§ Written instruction A
Answer these questions from the training thread:
(i) Which methods does it name for marking areas to recognize separately?
(ii) Which existing traineddata was used to generate the wordstr box file?
(iii) Which debug_level value does it suggest when testing with one file?
§ Written instruction B
Write out the passage of the training thread starting with "The text for each line needs" and going on through "matches the image.".
§ Written instruction C
According to the training thread, why must the text in the wordstr box file be reviewed and corrected before it is used for training?

§ Text extract
......
However, some errors maybe because of incorrect layout analysis and more training will not fix those.
You need to use some other method, opencv, uzn etc to mark areas and then recognize them separately.
Anyway, in all my testing, didn't get the error Compute CTC targets failed!
Can we directly use the wordstr box file for training?
The text for each line needs to be corrected to match the image
The wordstr box file can be used for training AFTER you review and correct the text for each line. Currently it has been generated using the existing Tamil traineddata so it will have all errors that you see in recognition. For training you need to correct that text so that it matches the image.
Test with one file, use debug_level -1 to make sure it looks ok. Then apply to all images.
Mam, thank you for your help.But i have one problem.
......
[Coordinate labeling data]
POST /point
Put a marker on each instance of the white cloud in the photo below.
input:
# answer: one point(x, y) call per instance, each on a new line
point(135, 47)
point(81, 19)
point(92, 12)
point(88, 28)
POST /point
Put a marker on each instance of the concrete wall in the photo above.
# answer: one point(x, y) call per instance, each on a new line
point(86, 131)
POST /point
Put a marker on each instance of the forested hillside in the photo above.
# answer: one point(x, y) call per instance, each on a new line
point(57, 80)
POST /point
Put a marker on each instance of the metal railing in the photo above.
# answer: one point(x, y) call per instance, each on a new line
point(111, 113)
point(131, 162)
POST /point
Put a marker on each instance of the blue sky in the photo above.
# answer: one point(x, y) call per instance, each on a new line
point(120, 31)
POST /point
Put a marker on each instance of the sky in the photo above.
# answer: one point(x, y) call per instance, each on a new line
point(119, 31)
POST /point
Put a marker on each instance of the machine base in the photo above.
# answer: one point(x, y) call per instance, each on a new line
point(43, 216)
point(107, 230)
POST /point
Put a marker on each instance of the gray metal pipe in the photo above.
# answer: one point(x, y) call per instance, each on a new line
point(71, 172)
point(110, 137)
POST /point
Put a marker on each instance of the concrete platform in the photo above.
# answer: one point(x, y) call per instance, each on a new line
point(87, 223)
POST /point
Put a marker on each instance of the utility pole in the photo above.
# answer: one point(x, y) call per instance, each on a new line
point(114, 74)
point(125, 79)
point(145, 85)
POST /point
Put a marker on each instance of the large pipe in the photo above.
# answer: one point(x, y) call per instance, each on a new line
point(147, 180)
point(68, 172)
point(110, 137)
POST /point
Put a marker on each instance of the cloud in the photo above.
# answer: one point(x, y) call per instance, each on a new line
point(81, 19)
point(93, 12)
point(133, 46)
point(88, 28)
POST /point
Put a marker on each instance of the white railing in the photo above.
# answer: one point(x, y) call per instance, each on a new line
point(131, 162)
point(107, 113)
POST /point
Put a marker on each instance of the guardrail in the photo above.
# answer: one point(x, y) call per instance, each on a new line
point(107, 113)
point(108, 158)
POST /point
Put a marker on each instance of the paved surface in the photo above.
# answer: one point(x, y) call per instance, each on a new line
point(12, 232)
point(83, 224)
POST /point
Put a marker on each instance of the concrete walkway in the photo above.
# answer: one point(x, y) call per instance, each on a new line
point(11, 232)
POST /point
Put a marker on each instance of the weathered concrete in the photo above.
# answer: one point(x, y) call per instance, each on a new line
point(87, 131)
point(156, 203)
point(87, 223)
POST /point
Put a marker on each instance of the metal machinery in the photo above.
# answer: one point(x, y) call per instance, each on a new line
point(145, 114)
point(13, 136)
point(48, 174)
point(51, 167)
......
§ Final answer A
(i) opencv and uzn
(ii) The existing Tamil traineddata
(iii) -1

§ Final answer B
The text for each line needs to be corrected to match the image
The wordstr box file can be used for training AFTER you review and correct the text for each line. Currently it has been generated using the existing Tamil traineddata so it will have all errors that you see in recognition. For training you need to correct that text so that it matches the image.

§ Final answer C
The wordstr box file was generated using the existing Tamil traineddata, so it contains all the errors seen in recognition. The text for each line must be corrected so that it matches the image.